Problem A: Translate this sentence from the essay on stars and the moon in poetry into Spanish: "With a flick of the pen, Yeats transformed the solid body of the moon to nothing more than a shell worn away by time."

Page excerpt:
— START —

Sure, Romeo and Juliet were "star-crossed," but Shakespeare wasn't so easily fooled by the movements of heavenly bodies. While moons, suns, planets and starry configurations may seem to preside over our lives, Shakespeare challenged the practice of reading his fate from the stars in his fourteenth sonnet:
Not from the stars do I my judgment pluck,
And yet methinks I have astronomy;
But not to tell of good or evil luck,
Of plagues, of dearths, or seasons' quality
Rather than divining his wisdom from the stars, the narrator of the sonnet derives knowledge "from thine eyes," calling them "constant stars" that suggest to him truth and beauty.
As expressive elements of the natural world and symbols of constancy and immortality--the eternally unchanging, the mysteriously absent--the stars and moon and other heavenly bodies have long captured the imaginations of poets. The was especially immortalized in many Romantic poems, including Percy Bysshe Shelley’s fragment "To the Moon," where he imagines the moon’s steadiness has become lonely, "like a joyless eye / That finds no object worth its constancy." In John Keats’s poem "Bright Star," he wishes for the star’s immortality instead of his own frail body:
Bright star! would I were steadfast as thou art--
Not in lone splendour hung aloft the night.
W. H. Auden compares his undying love with the constancy of the universe, imagining in "As I Walked Out One Night" that as long as the stars do not fall from the sky, he will love his lover. William Butler Yeats, on the other hand, in his poem "Adam's Curse," calls into question the constancy of the moon, an early gesture towards Modernism. Yeats imagines the loss of love, writing:
And in the trembling blue-green of the sky
A moon, worn as if it had been a shell
Washed by time's waters as they rose and fell
About the stars and broke in days and years.
With a flick of the pen, Yeats transformed the solid body of the moon to nothing more than a shell worn away by time. It is not just his own love that he is questioning, but the nature of romantic love in the modern world. He finishes the poem, writing:
I strove
To love you in the old high way of love;
That it had all seemed happy, and yet we'd grown
As weary-hearted as that hollow moon.

— END —

Problem B: Please filter the rows below and copy every line that contains the word "green". Matching is case-sensitive.

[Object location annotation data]
— START —

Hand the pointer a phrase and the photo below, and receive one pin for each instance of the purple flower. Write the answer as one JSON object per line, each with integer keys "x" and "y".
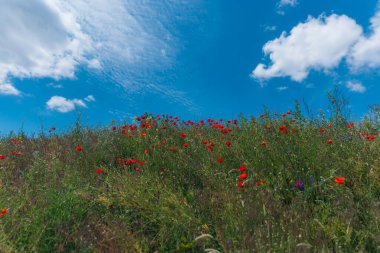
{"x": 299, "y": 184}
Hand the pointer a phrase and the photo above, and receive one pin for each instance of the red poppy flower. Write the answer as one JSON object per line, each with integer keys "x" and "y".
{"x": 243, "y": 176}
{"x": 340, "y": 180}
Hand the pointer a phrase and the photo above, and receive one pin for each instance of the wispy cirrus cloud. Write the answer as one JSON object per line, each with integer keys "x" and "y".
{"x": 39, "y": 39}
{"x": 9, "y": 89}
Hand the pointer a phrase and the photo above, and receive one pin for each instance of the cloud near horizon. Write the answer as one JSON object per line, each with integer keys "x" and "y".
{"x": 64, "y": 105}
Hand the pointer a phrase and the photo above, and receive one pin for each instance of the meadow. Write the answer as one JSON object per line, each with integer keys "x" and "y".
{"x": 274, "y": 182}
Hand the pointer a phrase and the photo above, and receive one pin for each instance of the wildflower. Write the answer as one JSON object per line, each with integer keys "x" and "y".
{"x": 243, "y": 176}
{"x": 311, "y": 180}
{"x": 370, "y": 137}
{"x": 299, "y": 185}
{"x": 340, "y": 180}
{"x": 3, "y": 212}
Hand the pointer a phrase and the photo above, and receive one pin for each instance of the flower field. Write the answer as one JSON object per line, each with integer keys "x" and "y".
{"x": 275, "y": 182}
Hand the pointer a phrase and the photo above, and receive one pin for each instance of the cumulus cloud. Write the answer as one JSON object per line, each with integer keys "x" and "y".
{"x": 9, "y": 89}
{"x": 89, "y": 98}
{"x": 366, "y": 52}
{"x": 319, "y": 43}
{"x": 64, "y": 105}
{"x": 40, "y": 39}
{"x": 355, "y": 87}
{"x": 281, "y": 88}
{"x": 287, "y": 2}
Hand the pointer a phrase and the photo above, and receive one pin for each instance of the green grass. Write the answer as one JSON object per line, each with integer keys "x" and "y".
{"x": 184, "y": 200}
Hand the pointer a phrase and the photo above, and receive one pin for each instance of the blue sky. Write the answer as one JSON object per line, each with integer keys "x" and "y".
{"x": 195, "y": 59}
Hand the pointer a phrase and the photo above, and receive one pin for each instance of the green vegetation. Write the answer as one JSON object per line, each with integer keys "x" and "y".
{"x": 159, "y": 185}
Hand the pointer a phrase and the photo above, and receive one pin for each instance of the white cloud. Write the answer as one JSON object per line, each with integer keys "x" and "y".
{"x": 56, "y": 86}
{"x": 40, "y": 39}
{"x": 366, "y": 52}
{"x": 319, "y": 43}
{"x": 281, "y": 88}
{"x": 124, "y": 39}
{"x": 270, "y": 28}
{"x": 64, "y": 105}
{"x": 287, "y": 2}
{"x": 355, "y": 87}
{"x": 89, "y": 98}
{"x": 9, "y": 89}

— END —

Full answer A: De un plumazo, Yeats transformó el cuerpo sólido de la luna en nada más que una concha desgastada por el tiempo.

Full answer B:
Hand the pointer a phrase and the photo above, and receive one pin for each instance of the green grass. Write the answer as one JSON object per line, each with integer keys "x" and "y".
Hand the pointer a phrase and the photo above, and receive one pin for each instance of the green vegetation. Write the answer as one JSON object per line, each with integer keys "x" and "y".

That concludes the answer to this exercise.